Text under study:
+ + + + +

I simply love this movie.

Sometimes after reading a story or watching a movie that I’ve really enjoyed, I want to know more about the story or the characters.  And often, whichever one I read or see afterward is disappointing.  But not Mrs. Miniver.

The movie is only based on the characters Jan Struther wrote about; originally the stories were printed in the Times (London), then compiled in novel form in 1939.  The book is simply a collection of vignettes about the Miniver family.  Almost no events are transferred from the book but still the book and the movie fit together hand in glove.  The screenwriters stayed very true to Struther’s tone and characters. More often than not, Hollywood has ruined original stories or at least twisted them out of all recognition.  But not here.  I feel that they took good material and improved it.  Jan Struther was not Kay Miniver; she might have been someone I wouldn’t have liked. After reading about her life, I can say I probably wouldn’t have.  But she was a good writer.

+ + + + +

Assigned task: Copy the part of the Mrs. Miniver review starting with "I simply love" and going on through "not Mrs. Miniver.". The data that follows has no connection to the Mrs. Miniver review.

+ + + + +

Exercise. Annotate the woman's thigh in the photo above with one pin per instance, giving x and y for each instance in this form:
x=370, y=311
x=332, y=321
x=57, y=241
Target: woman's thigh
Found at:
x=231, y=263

+ + + + +

Exercise answer:
I simply love this movie.

Sometimes after reading a story or watching a movie that I’ve really enjoyed, I want to know more about the story or the characters.  And often, whichever one I read or see afterward is disappointing.  But not Mrs. Miniver.